▶ **Problem statement**
The required output is the line containing "man with gray" followed by each line through the end of the data below, repeated exactly and with nothing added.

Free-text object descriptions
• • • •

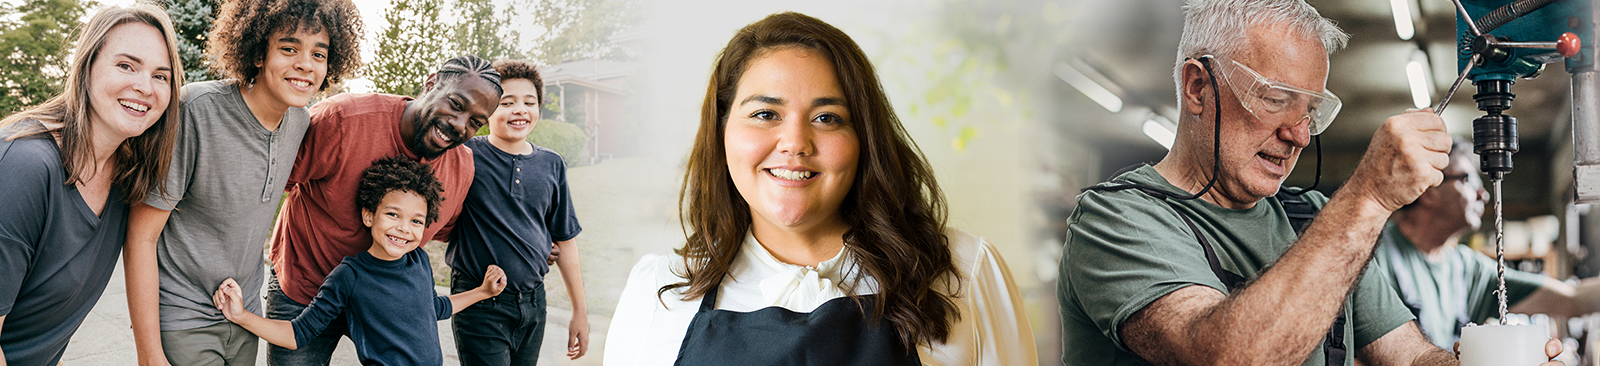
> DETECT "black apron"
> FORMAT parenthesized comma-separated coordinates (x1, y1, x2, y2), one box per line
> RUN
(672, 283, 921, 366)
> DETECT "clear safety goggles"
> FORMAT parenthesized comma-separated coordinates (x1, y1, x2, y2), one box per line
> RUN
(1203, 55, 1342, 135)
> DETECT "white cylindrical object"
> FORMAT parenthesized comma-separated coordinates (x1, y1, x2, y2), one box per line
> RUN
(1458, 324, 1548, 366)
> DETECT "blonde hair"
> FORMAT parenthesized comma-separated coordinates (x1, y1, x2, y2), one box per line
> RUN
(0, 2, 185, 204)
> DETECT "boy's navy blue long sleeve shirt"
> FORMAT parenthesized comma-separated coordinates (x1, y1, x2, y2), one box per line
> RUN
(291, 249, 451, 365)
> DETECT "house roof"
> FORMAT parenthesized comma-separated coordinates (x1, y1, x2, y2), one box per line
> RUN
(542, 59, 636, 95)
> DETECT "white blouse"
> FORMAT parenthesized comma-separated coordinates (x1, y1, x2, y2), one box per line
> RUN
(603, 228, 1037, 365)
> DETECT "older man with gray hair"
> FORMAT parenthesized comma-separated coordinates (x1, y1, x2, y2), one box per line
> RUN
(1057, 0, 1560, 364)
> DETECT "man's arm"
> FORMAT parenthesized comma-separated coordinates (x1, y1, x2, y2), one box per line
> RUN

• • • •

▶ **Task answer**
> DETECT "older man with gray hair"
> FORMAT parenthesized comma-separated coordinates (x1, y1, x2, y2), one box per line
> RUN
(1057, 0, 1560, 364)
> DETECT "man's arm"
> FORMAT parenthesized comma-separated coordinates (x1, y1, x2, y2), one box per line
> RUN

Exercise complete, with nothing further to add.